▶ PASSAGE SHOWN
####

Each consumer's area of living will have their associated fraud probability. The state and postcode average fraud probability will be useful features.

In [6]:
# Average fraud probability in each postcode or state
consumer_info_with_fp = consumer_info.join(fraudulent_consumer_rate, on = 'consumer_id', how = 'inner')

fraudulent_consumer_group_by_postcode = consumer_info_with_fp.groupBy(["postcode"]).agg(F.avg("fraud_probability").alias("average_fraud_prob_of_postcode"))

fraudulent_consumer_group_by_state = consumer_info_with_fp.groupBy(["state"]).agg(F.avg("fraud_probability").alias("average_fraud_prob_of_state"))

We believe that consumer with fluctutating buying behaviour, i.e high standard deviation accross all order, are potentially commiting fraud.

In [7]:
# analysis order value, consider the variance of order value and purchase frequency
consumer_transaction_value_analysis =  transaction_fraudulent_consumer_with_info.groupBy("consumer_id", "state", "postcode") \
                                        .agg(
                                            F.avg("dollar_value").alias("average_dollar_value"),
                                            F.min("dollar_value").alias("min_dollar_value"),
                                            F.max("dollar_value").alias("max_dollar_value"),
                                            F.count("dollar_value").alias("transaction_count"),
                                            F.stddev("dollar_value").alias("stddev_dollar_value")
                                        )

# consumer_transaction_value_analysis.limit(10)

Consumer with high standard deviation in the dollar value of their transactions may be suspicious as that mean their shopping habid varies a lot.

In [8]:
transaction_fraudulent_consumer_summary = transaction_fraudulent_consumer_with_info \
    .join(consumer_transaction_value_analysis, on=["consumer_id", "state","postcode"], how="left") \
    .join(fraudulent_consumer_group_by_postcode, on="postcode", how="inner") \
    .join(fraudulent_consumer_group_by_state, on="state", how="inner")

Since we have data on personal fraud rate and income from each postcode, we can use it to help predicting consumer fraud probability. We will also create a feature that calculate the proportion of the mean/median income of the consumer's respective location that is used for making transactions. We think that it is unreasonable for a person to spend more than 70% of their annual salary on purchasing items as that would mean they wouldn't have enough money for other neccessity.

####

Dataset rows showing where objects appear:
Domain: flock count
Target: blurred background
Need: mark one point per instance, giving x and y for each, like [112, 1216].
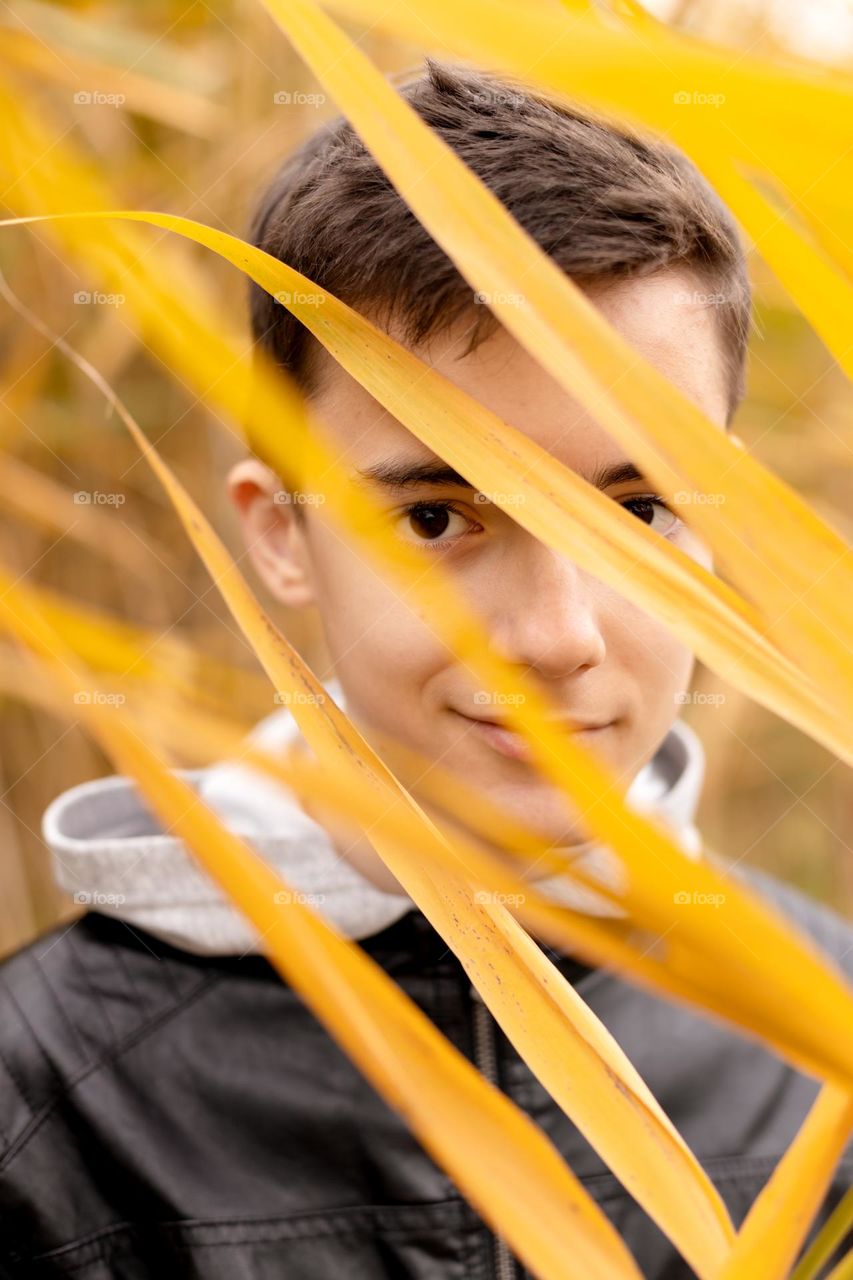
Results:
[188, 109]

####

▶ GIVEN TASK 1
In the notebook excerpt on consumer fraud features, what share of annual salary is called unreasonable for a person to spend on purchasing items?
▶ GIVEN TASK 2
Resume the notebook excerpt on consumer fraud features from the point where it stops.

▶ WRITTEN REPLY 1
More than 70% of their annual salary.

▶ WRITTEN REPLY 2
In [9]:
# Get infomation on personal fraud and income from external dataset
postcode_info = postcode_info.drop("state", "long", "lat", "lgacode")
transaction_fraudulent_consumer_summary = transaction_fraudulent_consumer_summary.join(personal_fraud, on="state", how="inner")
transaction_fraudulent_consumer_summary = transaction_fraudulent_consumer_summary.join(postcode_info, on="postcode", how="inner")

In [10]:
# Get proportion of the money used to purchase item with respect to income (one and a half year)
# average income
transaction_fraudulent_consumer_summary = transaction_fraudulent_consumer_summary.withColumn("Proportion_between_max_order_value_mean_income", F.col("max_dollar_value") / (F.col("mean_income") * 1.5) )
transaction_fraudulent_consumer_summary = transaction_fraudulent_consumer_summary.withColumn("Proportion_between_max_order_value_median_income", F.col("max_dollar_value") / (F.col("median_income") * 1.5))

# Total income
transaction_fraudulent_consumer_summary = transaction_fraudulent_consumer_summary.withColumn("Proportion_between_total_order_value_mean_income", F.col("average_dollar_value") * F.col("transaction_count") / (F.col("mean_income") * 1.5))
transaction_fraudulent_consumer_summary = transaction_fraudulent_consumer_summary.withColumn("Proportion_between_total_order_value_median_income", F.col("average_dollar_value") * F.col("transaction_count") / (F.col("median_income") * 1.5))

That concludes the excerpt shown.